Consignes:
a: Répondez à ces questions à l'aide de l'extrait :
(i) Quel mot l'extrait emploie-t-il pour qualifier sa foi ?
(ii) Que dirige aujourd'hui sa fille ?
(iii) Sur qui comptait-elle dans son indépendance ?
b: Recopiez le passage de l'extrait qui va de « Sa foi était » jusqu'à « d’en être fier. » compris.

Extrait:

#####

Sa foi était simple, sa nature vaillante. Tombée de haut, elle était restée femme, soucieuse des siens et d’elle-même, dissimulant sa misère, la portant sans faiblir. Instruite et artiste, elle fit de sa fille, qui dirige aujourd’hui l’une des grandes écoles féminines des États de l’Est, une femme distinguée. De son fils, elle fit un homme dont la carrière s’annonce brillante. Dans son intrépide indépendance, elle ne compta que sur son Dieu et sur elle-même, jamais sur autrui, non pas même sur les siens. Un pays qui produit de pareilles femmes a le droit d’en être fier.

#####

Données fournies:
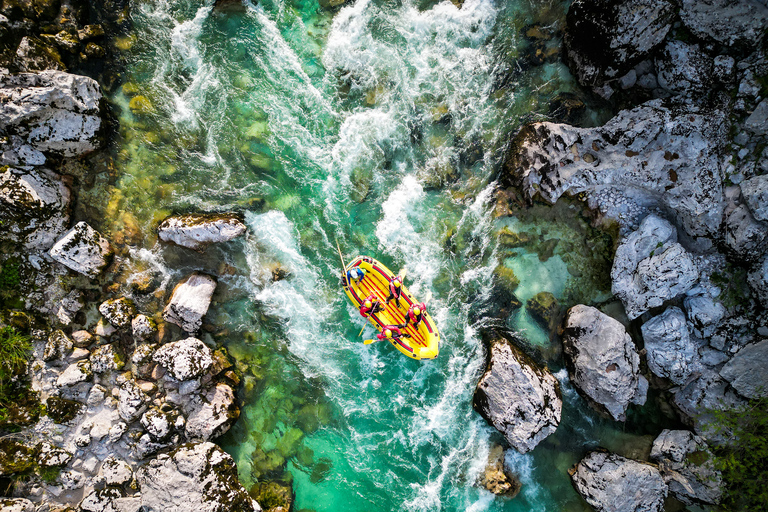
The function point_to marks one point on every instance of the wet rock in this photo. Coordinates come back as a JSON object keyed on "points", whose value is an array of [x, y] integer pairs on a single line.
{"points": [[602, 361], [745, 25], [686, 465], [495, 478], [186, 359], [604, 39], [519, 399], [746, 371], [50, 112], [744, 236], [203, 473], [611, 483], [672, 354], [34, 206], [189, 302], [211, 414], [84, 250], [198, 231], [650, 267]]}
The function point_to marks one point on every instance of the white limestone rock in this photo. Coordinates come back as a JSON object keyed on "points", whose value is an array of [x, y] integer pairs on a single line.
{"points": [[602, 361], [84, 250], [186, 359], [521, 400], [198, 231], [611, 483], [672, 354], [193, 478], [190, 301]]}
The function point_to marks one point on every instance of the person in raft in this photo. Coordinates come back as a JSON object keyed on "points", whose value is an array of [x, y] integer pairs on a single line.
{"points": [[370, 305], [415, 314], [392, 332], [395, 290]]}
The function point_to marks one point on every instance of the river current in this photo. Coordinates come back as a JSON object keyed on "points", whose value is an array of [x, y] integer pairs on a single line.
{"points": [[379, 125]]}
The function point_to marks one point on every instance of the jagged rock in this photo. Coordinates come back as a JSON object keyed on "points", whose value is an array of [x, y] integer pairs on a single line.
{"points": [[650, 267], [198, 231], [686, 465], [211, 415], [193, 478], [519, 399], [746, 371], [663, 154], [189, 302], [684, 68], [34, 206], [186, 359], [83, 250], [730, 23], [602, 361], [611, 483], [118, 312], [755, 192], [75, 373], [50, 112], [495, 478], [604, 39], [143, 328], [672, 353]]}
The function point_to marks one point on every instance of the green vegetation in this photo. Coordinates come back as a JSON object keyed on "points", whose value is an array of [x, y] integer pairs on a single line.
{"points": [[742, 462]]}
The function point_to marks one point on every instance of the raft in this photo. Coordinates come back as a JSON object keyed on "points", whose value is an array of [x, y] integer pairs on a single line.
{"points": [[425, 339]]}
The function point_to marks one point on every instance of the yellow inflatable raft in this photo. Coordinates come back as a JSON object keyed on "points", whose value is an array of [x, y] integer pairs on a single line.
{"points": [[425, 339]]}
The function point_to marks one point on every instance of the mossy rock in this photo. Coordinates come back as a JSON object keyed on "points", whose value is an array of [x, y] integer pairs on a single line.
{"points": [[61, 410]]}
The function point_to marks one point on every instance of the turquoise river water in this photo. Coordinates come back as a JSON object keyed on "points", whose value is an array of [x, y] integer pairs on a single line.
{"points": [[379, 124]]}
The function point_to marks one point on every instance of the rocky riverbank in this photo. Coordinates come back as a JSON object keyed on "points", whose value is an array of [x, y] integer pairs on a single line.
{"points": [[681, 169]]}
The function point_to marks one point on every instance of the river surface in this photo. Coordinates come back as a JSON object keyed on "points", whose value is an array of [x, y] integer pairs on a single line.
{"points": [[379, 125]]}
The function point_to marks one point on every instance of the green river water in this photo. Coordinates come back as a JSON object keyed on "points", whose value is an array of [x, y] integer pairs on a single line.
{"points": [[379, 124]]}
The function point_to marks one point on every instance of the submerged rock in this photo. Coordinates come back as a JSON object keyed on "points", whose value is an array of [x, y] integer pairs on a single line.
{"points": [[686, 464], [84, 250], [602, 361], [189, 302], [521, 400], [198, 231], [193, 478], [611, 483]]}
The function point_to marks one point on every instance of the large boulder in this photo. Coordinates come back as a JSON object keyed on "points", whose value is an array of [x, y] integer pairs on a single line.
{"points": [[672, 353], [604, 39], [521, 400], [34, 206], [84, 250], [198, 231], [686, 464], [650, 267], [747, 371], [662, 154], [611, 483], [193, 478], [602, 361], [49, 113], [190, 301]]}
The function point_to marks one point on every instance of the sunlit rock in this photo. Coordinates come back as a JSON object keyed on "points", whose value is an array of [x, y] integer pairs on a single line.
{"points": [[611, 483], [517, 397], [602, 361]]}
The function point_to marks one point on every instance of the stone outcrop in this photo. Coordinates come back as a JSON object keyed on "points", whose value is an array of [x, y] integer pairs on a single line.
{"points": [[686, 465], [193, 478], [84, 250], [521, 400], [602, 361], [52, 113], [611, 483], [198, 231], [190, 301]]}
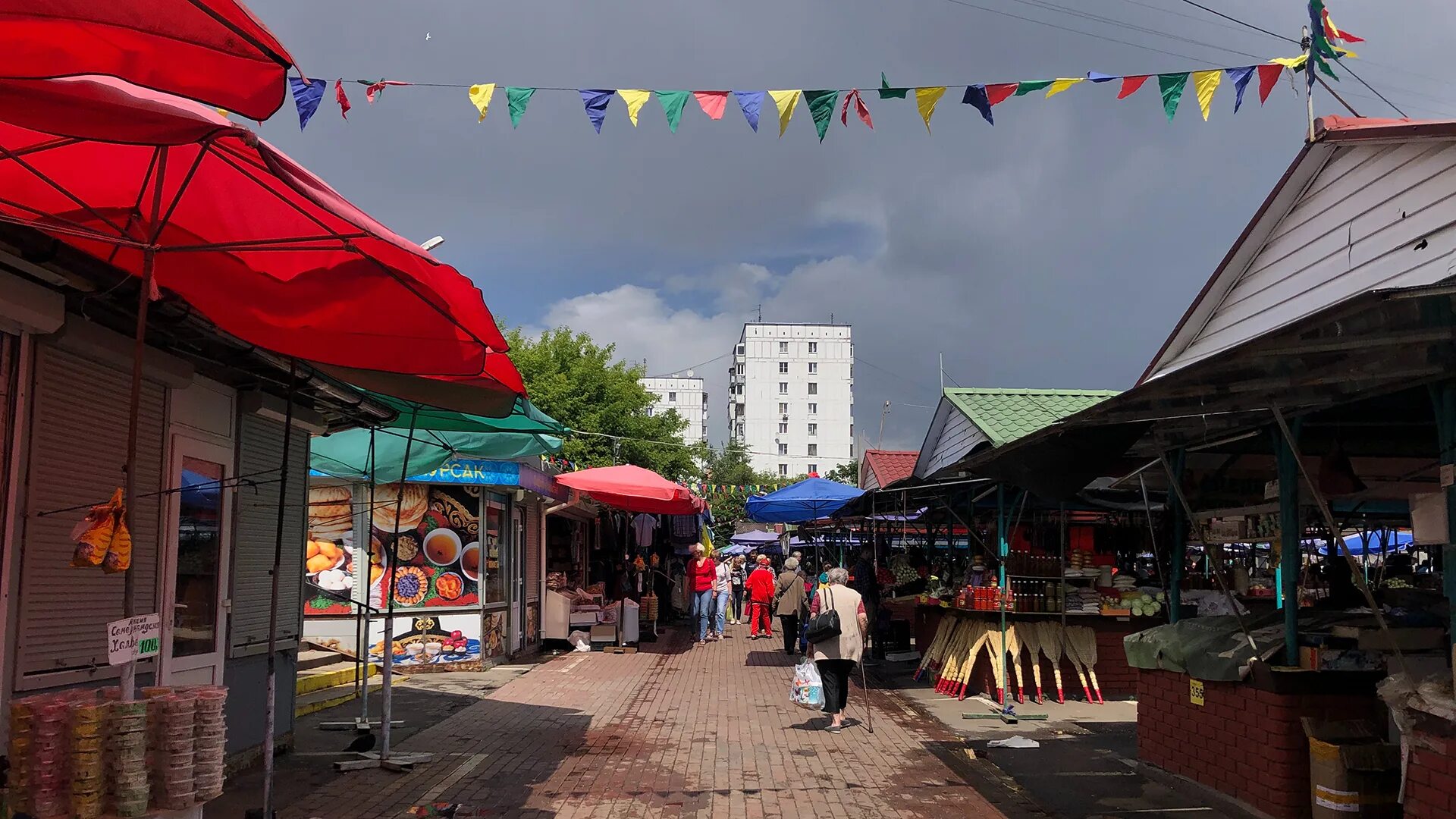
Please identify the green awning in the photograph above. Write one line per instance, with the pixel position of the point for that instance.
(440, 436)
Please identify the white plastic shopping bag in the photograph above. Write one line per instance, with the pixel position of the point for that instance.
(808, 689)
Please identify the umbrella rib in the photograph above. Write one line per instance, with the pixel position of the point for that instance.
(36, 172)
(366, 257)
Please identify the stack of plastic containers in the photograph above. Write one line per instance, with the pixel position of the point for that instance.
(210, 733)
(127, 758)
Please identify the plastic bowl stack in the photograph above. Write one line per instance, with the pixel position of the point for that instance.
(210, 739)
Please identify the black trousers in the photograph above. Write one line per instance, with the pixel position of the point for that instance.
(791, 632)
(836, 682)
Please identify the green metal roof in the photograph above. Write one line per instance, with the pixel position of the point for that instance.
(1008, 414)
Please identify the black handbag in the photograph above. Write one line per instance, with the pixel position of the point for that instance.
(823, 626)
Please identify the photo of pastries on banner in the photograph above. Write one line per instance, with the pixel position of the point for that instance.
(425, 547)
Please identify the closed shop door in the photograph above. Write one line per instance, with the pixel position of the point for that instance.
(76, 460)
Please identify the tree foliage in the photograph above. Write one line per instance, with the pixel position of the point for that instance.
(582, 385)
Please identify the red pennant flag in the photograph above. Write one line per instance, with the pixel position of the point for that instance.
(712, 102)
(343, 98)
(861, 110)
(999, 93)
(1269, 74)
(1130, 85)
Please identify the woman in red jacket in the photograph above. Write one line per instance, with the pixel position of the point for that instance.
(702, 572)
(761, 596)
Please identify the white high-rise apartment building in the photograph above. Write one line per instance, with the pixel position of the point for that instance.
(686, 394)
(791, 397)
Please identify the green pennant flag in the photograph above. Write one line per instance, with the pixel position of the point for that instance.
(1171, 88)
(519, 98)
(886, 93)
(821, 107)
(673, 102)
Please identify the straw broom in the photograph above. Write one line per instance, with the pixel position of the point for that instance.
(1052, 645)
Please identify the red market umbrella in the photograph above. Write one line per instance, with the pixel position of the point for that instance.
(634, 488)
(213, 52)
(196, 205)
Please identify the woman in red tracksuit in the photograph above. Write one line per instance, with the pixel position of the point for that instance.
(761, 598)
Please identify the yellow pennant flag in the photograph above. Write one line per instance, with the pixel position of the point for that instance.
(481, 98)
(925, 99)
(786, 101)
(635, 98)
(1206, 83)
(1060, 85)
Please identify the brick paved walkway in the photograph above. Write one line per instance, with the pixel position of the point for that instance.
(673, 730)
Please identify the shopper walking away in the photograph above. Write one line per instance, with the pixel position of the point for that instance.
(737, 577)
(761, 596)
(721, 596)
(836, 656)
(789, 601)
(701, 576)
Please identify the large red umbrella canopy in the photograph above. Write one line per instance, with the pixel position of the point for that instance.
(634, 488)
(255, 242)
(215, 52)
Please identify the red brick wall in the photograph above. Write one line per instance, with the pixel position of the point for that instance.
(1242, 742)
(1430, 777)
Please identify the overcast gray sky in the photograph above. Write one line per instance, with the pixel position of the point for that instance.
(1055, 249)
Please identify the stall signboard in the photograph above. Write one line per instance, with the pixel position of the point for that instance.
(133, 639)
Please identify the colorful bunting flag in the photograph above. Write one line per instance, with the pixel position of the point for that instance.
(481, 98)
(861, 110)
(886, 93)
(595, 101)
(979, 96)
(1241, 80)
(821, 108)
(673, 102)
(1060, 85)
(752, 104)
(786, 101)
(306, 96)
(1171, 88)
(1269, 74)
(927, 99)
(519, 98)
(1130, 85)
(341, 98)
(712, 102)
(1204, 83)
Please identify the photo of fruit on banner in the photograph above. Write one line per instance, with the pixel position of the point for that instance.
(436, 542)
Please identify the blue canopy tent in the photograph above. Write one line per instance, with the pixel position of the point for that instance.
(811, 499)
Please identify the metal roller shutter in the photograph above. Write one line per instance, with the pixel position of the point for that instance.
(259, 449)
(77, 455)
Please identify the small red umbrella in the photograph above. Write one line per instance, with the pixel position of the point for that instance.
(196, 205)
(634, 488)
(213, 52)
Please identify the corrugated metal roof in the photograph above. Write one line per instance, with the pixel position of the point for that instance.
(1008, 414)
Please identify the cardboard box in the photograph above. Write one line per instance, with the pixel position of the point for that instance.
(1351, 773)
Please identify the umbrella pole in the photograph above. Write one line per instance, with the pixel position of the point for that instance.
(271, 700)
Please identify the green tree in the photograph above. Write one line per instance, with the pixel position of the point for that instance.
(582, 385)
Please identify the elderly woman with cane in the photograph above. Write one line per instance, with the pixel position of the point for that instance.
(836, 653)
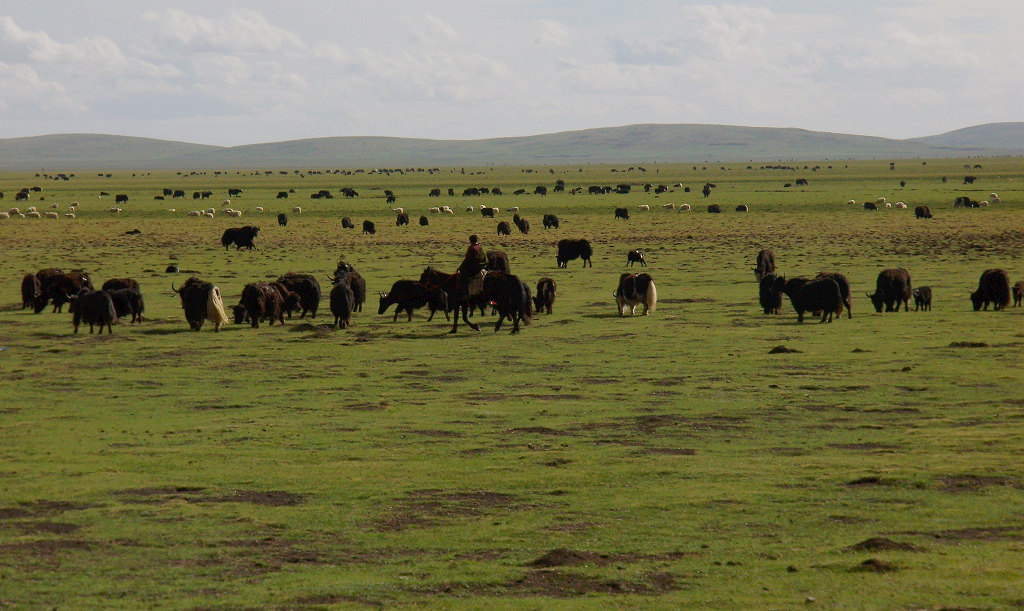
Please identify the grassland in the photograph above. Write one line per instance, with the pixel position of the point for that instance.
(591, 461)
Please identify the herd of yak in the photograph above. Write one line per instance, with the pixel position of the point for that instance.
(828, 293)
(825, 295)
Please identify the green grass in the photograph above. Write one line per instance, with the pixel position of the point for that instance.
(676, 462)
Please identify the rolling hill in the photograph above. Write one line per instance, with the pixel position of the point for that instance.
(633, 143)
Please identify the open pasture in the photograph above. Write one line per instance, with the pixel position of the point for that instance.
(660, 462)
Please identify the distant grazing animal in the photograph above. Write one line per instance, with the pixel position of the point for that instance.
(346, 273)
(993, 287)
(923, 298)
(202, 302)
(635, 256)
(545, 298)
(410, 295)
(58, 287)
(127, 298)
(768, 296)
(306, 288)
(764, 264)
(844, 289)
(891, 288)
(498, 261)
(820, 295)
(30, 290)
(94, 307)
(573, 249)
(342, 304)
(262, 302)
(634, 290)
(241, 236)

#####

Corrigé:
a:
(i) Simple.
(ii) L'une des grandes écoles féminines des États de l'Est.
(iii) Sur son Dieu et sur elle-même.

b:
Sa foi était simple, sa nature vaillante. Tombée de haut, elle était restée femme, soucieuse des siens et d’elle-même, dissimulant sa misère, la portant sans faiblir. Instruite et artiste, elle fit de sa fille, qui dirige aujourd’hui l’une des grandes écoles féminines des États de l’Est, une femme distinguée. De son fils, elle fit un homme dont la carrière s’annonce brillante. Dans son intrépide indépendance, elle ne compta que sur son Dieu et sur elle-même, jamais sur autrui, non pas même sur les siens. Un pays qui produit de pareilles femmes a le droit d’en être fier.